| WYBRANY FRAGMENT |
• • • •

Jak żyć wartościowo czyli opowieść o cnotach z Galerii Uffizi we Florencji


Ostatnio dużo myślałam jak najprościej opisać wychowanie dobrego człowieka. Czym kierować się w tym niełatwym zadaniu. Przypomniał mi się promotor mojej pracy magisterskiej - dr Stanisław Ruciński i jego praca "Wychowanie jako wprowadzenie w życie wartościowe".
Próbując intensywnie przypomnieć sobie te najważniejsze wartości, poszłam po rozum do głowy. No toż to nic innego jak wykute przed Pierwszą Komunią cnoty. Na niedawnych rekolekcjach ignacjańskich przyszła refleksja, że my dorośli często błądzimy jak dzieci we mgle. Prosty przykładem jest fakt, że Jezus nauczał dorosłych, a błogosławił dzieciom. Współcześnie dzieje się dokładnie na odwrót. Efekt jest taki, że w dorosłym życiu zapominamy o oczywistych oczywistościach "wykutych w dziecięctwie na blachę", często bez zrozumienia, niestety. Trudno zresztą mieć tu do siebie żal. Byliśmy dziećmi, a dzieci uczą się inaczej - między innymi przez zabawę, obserwację i opowieści oczywiście. 
Postanowiłam więc pokornie przyjrzeć się raz jeszcze cnotom, czyli wartościom i zajrzeć dojrzale do katechizmu. I tak na nowo odkryłam, że dzielą się one na kardynalne i boskie. Te kardynalne czyli męstwo, roztropność, sprawiedliwość i umiarkowanie są "obecnymi na stałe w człowieku umiejętnościami, nawykami - dyspozycjami do rozumnego czynienia dobra". Mądre życie to życie etyczne jak twierdzą również dzisiejsi filozofowie. Wracając jednak do Katechizmu Kościoła Katolickiego można się dowiedzieć, że cnota nie jest czymś gotowym z czym się rodzimy. Przychodzimy na świat ze zdolnością do czynienia dobra, ale i z wolna wolą. Aby żyć dobrze musimy chcieć się w tych cnotach ćwiczyć.

• • • •

| DANE DO PRZETWORZENIA |
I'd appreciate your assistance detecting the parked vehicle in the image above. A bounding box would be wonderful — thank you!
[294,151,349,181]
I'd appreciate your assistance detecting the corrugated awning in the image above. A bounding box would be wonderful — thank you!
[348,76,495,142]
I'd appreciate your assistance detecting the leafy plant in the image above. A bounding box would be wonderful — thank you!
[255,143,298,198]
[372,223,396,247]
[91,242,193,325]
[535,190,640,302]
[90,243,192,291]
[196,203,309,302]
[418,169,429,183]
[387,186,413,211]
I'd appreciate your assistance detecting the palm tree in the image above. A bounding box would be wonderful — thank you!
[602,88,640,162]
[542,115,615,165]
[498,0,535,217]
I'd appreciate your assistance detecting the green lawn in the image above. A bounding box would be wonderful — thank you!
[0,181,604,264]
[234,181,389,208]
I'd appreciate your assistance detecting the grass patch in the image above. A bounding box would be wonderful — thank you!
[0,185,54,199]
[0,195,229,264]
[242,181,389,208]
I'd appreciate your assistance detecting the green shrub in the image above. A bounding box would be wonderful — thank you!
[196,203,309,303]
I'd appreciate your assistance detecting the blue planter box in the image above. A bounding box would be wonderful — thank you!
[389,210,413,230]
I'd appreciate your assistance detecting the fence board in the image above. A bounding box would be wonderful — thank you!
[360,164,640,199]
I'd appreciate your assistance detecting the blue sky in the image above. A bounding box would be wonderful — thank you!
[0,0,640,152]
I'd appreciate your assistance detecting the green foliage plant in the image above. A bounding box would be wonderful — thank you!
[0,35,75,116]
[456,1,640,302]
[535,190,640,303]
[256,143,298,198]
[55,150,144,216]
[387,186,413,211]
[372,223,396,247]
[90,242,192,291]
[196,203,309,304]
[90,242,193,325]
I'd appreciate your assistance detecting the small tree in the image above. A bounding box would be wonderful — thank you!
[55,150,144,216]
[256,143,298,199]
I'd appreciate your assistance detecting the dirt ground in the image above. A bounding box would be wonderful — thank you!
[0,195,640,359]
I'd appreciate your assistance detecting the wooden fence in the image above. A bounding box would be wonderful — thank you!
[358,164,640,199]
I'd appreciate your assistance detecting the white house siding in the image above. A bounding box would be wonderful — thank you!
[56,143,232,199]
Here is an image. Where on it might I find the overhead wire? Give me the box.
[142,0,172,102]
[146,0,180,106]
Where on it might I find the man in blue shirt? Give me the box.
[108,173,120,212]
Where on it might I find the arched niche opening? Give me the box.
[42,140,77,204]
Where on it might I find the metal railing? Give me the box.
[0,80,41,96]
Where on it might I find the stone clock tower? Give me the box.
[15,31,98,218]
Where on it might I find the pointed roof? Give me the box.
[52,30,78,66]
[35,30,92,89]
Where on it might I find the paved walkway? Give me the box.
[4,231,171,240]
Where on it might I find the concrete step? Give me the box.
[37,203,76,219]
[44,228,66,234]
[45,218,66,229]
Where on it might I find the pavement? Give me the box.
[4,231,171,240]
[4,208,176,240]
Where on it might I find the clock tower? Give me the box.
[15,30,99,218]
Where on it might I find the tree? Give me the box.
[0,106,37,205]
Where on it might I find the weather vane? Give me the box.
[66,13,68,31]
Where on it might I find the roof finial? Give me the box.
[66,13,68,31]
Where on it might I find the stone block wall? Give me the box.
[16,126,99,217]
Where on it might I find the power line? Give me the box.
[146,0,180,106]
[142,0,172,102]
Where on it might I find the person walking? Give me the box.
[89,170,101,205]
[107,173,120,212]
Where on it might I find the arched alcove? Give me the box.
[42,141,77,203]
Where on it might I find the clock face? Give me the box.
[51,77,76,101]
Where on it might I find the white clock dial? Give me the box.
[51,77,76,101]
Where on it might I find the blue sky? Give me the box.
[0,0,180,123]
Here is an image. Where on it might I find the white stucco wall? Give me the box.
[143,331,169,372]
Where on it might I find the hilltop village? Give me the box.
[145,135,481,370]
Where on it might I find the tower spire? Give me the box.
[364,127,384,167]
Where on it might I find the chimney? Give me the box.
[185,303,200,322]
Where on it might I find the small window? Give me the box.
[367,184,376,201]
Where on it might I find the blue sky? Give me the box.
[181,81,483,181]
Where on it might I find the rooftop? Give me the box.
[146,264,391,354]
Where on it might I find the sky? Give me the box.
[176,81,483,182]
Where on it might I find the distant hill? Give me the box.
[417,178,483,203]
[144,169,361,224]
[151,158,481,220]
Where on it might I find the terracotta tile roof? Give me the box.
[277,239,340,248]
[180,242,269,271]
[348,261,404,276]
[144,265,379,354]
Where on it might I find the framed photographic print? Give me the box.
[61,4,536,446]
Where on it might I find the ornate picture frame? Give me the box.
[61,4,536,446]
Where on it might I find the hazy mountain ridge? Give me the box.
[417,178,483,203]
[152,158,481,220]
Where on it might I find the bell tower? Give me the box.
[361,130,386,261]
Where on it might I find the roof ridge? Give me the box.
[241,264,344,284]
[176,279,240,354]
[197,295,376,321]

• • • •

| ZESTAW ZADAŃ |
1 – Przedstaw w formie krótkiej listy najważniejsze informacje z akapitu tekstu o cnotach, który zaczyna się od słów „Postanowiłam więc pokornie”.
2 – Wyraź jako CSV z kolumnami „zadanie” i „wartość” wpisy, zaczynając od wiersza z „Where on it might I find the pavement?” i dalej aż do wiersza z „[185,303,200,322]” włącznie. Każde zadanie wraz z jego odpowiedzią ma stanowić jeden wiersz, a każde pole ujmij w cudzysłów i zamień w nim podziały wierszy na spacje.

| WYNIKI PO KOLEI |
1 –
- Cnoty, czyli wartości, opisuje katechizm, do którego warto zajrzeć ponownie.
- Cnoty dzielą się na kardynalne i boskie.
- Cnoty kardynalne to męstwo, roztropność, sprawiedliwość i umiarkowanie.
- Są to stale obecne w człowieku umiejętności i nawyki, czyli dyspozycje do rozumnego czynienia dobra.
- Według dzisiejszych filozofów mądre życie to życie etyczne.
- Katechizm Kościoła Katolickiego uczy, że cnota nie jest czymś gotowym, z czym się rodzimy. Przychodzimy na świat ze zdolnością do czynienia dobra i z wolną wolą.
- Aby żyć dobrze, trzeba chcieć ćwiczyć się w cnotach.

2 –
zadanie,wartość
"Where on it might I find the pavement? Give me the box.","[4,231,171,240] [4,208,176,240]"
"Where on it might I find the clock tower? Give me the box.","[15,30,99,218]"
"Where on it might I find the tree? Give me the box.","[0,106,37,205]"
"Where on it might I find the weather vane? Give me the box.","[66,13,68,31]"
"Where on it might I find the roof finial? Give me the box.","[66,13,68,31]"
"Where on it might I find the stone block wall? Give me the box.","[16,126,99,217]"
"Where on it might I find the power line? Give me the box.","[146,0,180,106] [142,0,172,102]"
"Where on it might I find the person walking? Give me the box.","[89,170,101,205] [107,173,120,212]"
"Where on it might I find the arched alcove? Give me the box.","[42,141,77,203]"
"Where on it might I find the clock face? Give me the box.","[51,77,76,101]"
"Where on it might I find the white clock dial? Give me the box.","[51,77,76,101]"
"Where on it might I find the blue sky? Give me the box.","[0,0,180,123]"
"Here is an image. Where on it might I find the white stucco wall? Give me the box.","[143,331,169,372]"
"Where on it might I find the hilltop village? Give me the box.","[145,135,481,370]"
"Where on it might I find the tower spire? Give me the box.","[364,127,384,167]"
"Where on it might I find the chimney? Give me the box.","[185,303,200,322]"